** BEGIN SUPPLIED RECORDS **
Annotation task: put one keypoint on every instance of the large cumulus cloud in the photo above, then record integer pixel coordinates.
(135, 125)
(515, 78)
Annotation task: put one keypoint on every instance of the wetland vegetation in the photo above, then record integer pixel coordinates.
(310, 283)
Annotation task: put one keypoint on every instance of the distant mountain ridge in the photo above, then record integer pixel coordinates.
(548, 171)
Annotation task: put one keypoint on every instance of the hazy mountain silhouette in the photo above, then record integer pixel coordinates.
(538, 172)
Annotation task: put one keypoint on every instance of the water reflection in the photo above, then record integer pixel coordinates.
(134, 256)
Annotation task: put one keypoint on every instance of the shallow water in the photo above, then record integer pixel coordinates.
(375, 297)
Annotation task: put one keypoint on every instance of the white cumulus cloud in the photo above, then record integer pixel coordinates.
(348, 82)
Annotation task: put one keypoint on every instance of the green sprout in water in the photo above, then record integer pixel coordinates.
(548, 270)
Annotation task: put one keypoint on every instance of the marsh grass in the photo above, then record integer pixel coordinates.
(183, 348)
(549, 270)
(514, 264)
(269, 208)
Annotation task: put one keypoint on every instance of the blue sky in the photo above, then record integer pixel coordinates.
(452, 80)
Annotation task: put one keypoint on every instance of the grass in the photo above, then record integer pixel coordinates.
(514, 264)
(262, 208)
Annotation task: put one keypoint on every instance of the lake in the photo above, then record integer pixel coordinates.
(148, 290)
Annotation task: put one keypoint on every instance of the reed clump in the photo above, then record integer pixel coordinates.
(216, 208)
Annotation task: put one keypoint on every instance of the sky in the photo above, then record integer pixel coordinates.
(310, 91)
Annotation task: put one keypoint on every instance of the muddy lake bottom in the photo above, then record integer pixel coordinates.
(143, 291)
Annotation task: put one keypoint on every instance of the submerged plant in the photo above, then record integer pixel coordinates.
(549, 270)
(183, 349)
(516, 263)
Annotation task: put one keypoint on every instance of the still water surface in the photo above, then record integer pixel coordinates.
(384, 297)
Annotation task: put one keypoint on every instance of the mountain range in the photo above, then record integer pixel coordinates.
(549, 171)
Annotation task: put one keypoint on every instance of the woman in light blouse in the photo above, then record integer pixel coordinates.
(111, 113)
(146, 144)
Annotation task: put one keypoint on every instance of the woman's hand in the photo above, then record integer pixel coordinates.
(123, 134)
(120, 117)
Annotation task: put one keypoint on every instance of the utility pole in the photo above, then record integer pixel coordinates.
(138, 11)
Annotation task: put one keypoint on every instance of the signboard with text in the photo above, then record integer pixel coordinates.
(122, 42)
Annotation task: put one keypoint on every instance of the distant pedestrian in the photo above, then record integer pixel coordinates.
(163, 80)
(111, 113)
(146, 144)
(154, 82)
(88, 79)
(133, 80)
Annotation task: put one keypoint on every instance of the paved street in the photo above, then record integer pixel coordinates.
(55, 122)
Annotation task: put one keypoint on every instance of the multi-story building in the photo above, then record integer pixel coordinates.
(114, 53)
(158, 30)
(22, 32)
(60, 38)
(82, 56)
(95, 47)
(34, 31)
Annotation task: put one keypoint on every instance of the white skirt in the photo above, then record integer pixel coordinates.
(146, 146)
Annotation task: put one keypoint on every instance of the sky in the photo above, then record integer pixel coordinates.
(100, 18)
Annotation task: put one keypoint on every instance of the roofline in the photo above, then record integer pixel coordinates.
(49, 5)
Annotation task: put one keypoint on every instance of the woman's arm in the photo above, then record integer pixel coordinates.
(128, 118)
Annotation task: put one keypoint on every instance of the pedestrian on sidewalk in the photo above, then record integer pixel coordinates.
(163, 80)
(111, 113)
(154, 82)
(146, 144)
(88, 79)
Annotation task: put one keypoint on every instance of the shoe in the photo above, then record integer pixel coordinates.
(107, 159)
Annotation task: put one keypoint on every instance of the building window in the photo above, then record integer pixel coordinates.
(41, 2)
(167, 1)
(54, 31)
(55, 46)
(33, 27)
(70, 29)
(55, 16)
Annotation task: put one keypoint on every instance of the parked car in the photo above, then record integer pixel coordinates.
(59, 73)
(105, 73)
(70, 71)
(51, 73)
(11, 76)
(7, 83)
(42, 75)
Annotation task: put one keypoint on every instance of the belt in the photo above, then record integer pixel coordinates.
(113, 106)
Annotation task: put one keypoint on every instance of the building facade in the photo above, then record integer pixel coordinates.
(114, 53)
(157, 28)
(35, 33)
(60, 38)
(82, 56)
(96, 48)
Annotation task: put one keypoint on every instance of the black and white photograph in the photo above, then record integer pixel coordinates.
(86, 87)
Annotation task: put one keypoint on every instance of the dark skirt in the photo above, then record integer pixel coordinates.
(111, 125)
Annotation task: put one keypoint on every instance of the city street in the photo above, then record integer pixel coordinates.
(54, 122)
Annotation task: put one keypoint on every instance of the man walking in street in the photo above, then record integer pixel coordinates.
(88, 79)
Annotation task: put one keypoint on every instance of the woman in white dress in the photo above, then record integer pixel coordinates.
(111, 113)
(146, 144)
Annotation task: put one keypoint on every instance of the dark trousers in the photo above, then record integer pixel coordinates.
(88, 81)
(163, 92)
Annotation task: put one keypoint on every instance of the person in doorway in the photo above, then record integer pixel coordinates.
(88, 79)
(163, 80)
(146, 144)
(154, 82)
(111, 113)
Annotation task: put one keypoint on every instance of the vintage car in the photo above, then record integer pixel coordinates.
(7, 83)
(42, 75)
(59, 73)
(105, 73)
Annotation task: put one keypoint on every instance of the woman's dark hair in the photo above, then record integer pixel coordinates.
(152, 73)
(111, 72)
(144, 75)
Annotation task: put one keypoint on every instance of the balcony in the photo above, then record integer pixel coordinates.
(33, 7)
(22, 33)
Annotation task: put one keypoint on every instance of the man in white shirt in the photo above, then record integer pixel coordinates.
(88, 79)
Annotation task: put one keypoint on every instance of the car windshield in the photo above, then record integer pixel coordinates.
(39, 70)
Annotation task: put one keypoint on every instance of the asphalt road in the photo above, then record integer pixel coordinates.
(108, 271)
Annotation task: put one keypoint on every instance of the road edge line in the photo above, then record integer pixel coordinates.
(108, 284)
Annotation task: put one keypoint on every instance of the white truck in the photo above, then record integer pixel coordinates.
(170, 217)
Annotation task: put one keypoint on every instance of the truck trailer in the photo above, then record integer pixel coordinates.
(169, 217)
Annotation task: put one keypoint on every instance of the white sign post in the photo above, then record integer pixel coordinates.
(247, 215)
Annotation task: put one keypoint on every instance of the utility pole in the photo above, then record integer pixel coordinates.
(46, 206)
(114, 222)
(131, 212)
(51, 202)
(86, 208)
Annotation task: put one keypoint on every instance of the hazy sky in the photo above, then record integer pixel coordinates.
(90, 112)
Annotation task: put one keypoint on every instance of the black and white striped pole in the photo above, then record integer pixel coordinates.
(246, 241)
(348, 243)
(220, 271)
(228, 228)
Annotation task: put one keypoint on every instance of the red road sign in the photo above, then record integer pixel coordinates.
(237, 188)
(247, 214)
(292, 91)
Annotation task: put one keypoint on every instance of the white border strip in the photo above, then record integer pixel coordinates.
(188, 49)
** END SUPPLIED RECORDS **
— OBJECTIVE —
Exactly as written, please output every entry.

— THE REPLY —
Annotation task: put one keypoint on every instance of the large cumulus cloud in the photo above, then record integer pixel coordinates.
(135, 125)
(515, 78)
Annotation task: put one keypoint on every instance of the wetland vegetation in the photo above, then record integer pixel coordinates.
(310, 283)
Annotation task: put one keypoint on every instance of the distant mountain ridge in the photo above, then record integer pixel coordinates.
(548, 171)
Annotation task: put one keypoint on every instance of the hazy mountain silhouette in the photo above, then record integer pixel coordinates.
(538, 172)
Annotation task: put one keypoint on every instance of the water reflection in the photo above, then record integer pixel coordinates.
(134, 256)
Annotation task: put one keypoint on every instance of the shallow water in the photo above, then record integer pixel coordinates.
(375, 297)
Annotation task: put one keypoint on every instance of the white cumulus cloud in the photo above, then record integer pixel coordinates.
(348, 82)
Annotation task: put one keypoint on every instance of the green sprout in water in the photo above, then record integer pixel coordinates.
(548, 270)
Annotation task: put one keypoint on every instance of the marsh grass in the photo above, then record integer pixel coordinates.
(183, 348)
(549, 270)
(514, 264)
(269, 208)
Annotation task: put one keypoint on every instance of the blue sky in the photo above, then record integer pixel coordinates.
(452, 80)
Annotation task: put one keypoint on every instance of the grass in the photo above, then record integer pixel coordinates.
(514, 264)
(262, 208)
Annotation task: put one keypoint on every instance of the lake in the photo above, then record integer pixel coordinates.
(148, 290)
Annotation task: put one keypoint on every instance of the reed clump in the photo above, then record integer pixel coordinates.
(216, 208)
Annotation task: put one keypoint on every instance of the sky in the photo above, then record integer pixel coordinates.
(310, 91)
Annotation task: put one keypoint on every instance of the muddy lake bottom in the photo above, then record integer pixel coordinates.
(143, 291)
Annotation task: put one keypoint on every instance of the submerged plant in the photo above, then record integer pixel coordinates.
(549, 270)
(183, 349)
(516, 263)
Annotation task: put one keypoint on every instance of the still water surface in the photo above, then record integer pixel coordinates.
(384, 297)
Annotation task: put one keypoint on every instance of the mountain range in the photo above, then record integer pixel coordinates.
(549, 171)
Annotation task: put one keypoint on every instance of the woman in light blouse in the photo above, then record integer pixel coordinates.
(111, 113)
(146, 144)
Annotation task: put one keypoint on every instance of the woman's hand in the photo above, then record integer pixel coordinates.
(123, 134)
(120, 117)
Annotation task: put one keypoint on every instance of the utility pole in the photo above, then record integer pixel coordinates.
(138, 11)
Annotation task: put one keypoint on every instance of the signboard with text in the photo above, then record integer pixel coordinates.
(122, 42)
Annotation task: put one keypoint on every instance of the distant pedestrian in the photo above, then record integer pixel coordinates.
(163, 80)
(111, 113)
(146, 144)
(154, 82)
(88, 79)
(133, 80)
Annotation task: put one keypoint on every instance of the paved street in the photo above, then record integer pixel coordinates.
(55, 122)
Annotation task: put one keypoint on every instance of the multi-story building in the photo above, then record integer pixel coordinates.
(114, 53)
(158, 30)
(22, 32)
(60, 38)
(82, 56)
(95, 47)
(34, 31)
Annotation task: put one keypoint on every instance of the white skirt in the photo above, then record integer pixel coordinates.
(146, 146)
Annotation task: put one keypoint on every instance of the sky in the photo above, then record integer pixel coordinates.
(100, 18)
Annotation task: put one keypoint on every instance of the roofline in the photo above, then record integer pixel coordinates.
(49, 5)
Annotation task: put one keypoint on every instance of the woman's arm in the photo above, then record integer pixel coordinates.
(128, 118)
Annotation task: put one keypoint on every instance of the pedestrian on sidewalk in the photo above, then record integer pixel coordinates.
(163, 80)
(111, 113)
(154, 82)
(146, 144)
(88, 79)
Annotation task: put one keypoint on every instance of the shoe in the photo above, then record integer pixel coordinates.
(107, 159)
Annotation task: put one keypoint on every instance of the building window in the photo above, then record integer pixel coordinates.
(41, 2)
(167, 1)
(54, 31)
(55, 46)
(33, 27)
(70, 29)
(55, 16)
Annotation task: put one keypoint on every instance of the parked car in the photo above, then record integer pixel coordinates.
(59, 73)
(105, 73)
(70, 71)
(51, 73)
(11, 76)
(7, 83)
(42, 75)
Annotation task: put one keypoint on every instance of the belt in the photo above, then record integer pixel coordinates.
(113, 106)
Annotation task: put one keypoint on every instance of the building facade in the photo above, then record integer pixel coordinates.
(114, 53)
(157, 28)
(35, 33)
(60, 38)
(82, 56)
(96, 48)
Annotation task: put one keypoint on every instance of the black and white photograph in the photo above, then record integer pixel coordinates.
(86, 87)
Annotation task: put one keypoint on every instance of the dark skirt in the photo above, then record integer pixel coordinates.
(111, 125)
Annotation task: put one keypoint on every instance of the city street in the photo above, then record integer pixel coordinates.
(54, 122)
Annotation task: put one keypoint on every instance of the man walking in street in the photo above, then record integer pixel coordinates.
(88, 79)
Annotation task: put one keypoint on every instance of the woman in white dress in the photo above, then record integer pixel coordinates.
(111, 113)
(146, 144)
Annotation task: put one keypoint on every instance of the dark trousers in the photo above, then record integer pixel coordinates.
(88, 81)
(163, 92)
Annotation task: put one keypoint on every instance of the person in doorway in the photo above, then record integer pixel coordinates.
(88, 79)
(163, 80)
(146, 144)
(154, 82)
(111, 113)
Annotation task: put one keypoint on every instance of the vintage car in the photo above, then record integer pixel coordinates.
(7, 83)
(42, 75)
(59, 73)
(105, 73)
Annotation task: put one keypoint on every instance of the woman's dark hair in the photo above, then record integer pixel coordinates.
(152, 73)
(111, 72)
(144, 75)
Annotation task: put one keypoint on every instance of the balcony in the photo above, then record integer pixel coordinates.
(33, 7)
(22, 33)
Annotation task: put one keypoint on every instance of the man in white shirt in the photo above, then record integer pixel coordinates.
(88, 79)
Annotation task: put one keypoint on every instance of the car windshield in the photo above, then record integer pixel coordinates.
(39, 70)
Annotation task: put one keypoint on every instance of the asphalt road in the photo above, then record integer pixel coordinates.
(108, 271)
Annotation task: put one keypoint on every instance of the road edge line in the photo above, then record integer pixel coordinates.
(108, 284)
Annotation task: put one keypoint on every instance of the white truck in the photo above, then record integer pixel coordinates.
(170, 217)
Annotation task: put one keypoint on every instance of the truck trailer in the photo above, then record integer pixel coordinates.
(169, 217)
Annotation task: put one keypoint on every instance of the white sign post in the photo above, then record integer pixel coordinates.
(247, 215)
Annotation task: put one keypoint on every instance of the utility pole in the photo above, then record integer pixel coordinates.
(46, 206)
(114, 222)
(131, 212)
(51, 202)
(86, 208)
Annotation task: put one keypoint on every instance of the hazy sky in the photo above, then record integer pixel coordinates.
(90, 112)
Annotation task: put one keypoint on every instance of the black and white striped pole in the photo above, then record integer pixel coordinates.
(246, 241)
(348, 243)
(220, 271)
(228, 228)
Annotation task: put one keypoint on every instance of the red road sign in the photo above, then record integer pixel coordinates.
(237, 188)
(247, 214)
(292, 91)
Annotation task: put one keypoint on every instance of the white border strip in the photo above, then record integer pixel coordinates.
(188, 49)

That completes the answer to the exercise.